■ **Task description**
Wherever the word "each" appears in a line of the records, copy that line.

Dataset entries:
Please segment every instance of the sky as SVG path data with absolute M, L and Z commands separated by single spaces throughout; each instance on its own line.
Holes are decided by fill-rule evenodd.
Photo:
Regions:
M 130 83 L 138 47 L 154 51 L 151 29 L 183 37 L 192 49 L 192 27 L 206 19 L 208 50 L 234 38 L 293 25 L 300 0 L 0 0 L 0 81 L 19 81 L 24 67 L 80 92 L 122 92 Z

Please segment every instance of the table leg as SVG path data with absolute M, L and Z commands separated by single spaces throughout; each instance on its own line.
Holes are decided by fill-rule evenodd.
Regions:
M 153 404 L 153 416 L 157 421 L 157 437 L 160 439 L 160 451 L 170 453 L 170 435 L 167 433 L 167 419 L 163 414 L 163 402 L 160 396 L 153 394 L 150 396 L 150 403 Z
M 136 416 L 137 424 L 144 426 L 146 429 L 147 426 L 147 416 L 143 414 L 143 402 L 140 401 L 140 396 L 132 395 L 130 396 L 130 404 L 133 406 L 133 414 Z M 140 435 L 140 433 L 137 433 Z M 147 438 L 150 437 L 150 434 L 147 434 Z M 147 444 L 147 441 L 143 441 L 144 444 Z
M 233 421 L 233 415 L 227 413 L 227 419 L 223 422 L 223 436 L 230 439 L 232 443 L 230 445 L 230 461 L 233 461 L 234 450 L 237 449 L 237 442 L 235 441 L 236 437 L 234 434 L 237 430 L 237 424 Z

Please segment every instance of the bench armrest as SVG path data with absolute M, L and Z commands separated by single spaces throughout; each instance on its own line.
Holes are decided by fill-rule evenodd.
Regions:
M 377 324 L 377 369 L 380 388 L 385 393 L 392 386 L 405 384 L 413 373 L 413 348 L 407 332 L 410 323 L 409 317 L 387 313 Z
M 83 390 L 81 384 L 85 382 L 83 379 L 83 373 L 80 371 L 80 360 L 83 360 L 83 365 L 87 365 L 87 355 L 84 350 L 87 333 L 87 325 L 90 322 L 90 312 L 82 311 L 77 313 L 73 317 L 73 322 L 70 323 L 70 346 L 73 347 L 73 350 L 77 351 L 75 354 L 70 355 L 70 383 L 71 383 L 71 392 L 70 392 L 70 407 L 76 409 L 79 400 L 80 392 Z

■ **Result**
Please segment every instance of the sky as SVG path data with absolute M, L and Z commands separated by single spaces throughout; each instance on its own line.
Please segment every instance of the table leg as SVG path data with absolute M, L and Z commands separated by single spaces throughout; each instance on its own line.
Please segment every instance of the bench armrest as SVG path data with absolute M, L and Z commands separated by single spaces throughout; each instance on its own line.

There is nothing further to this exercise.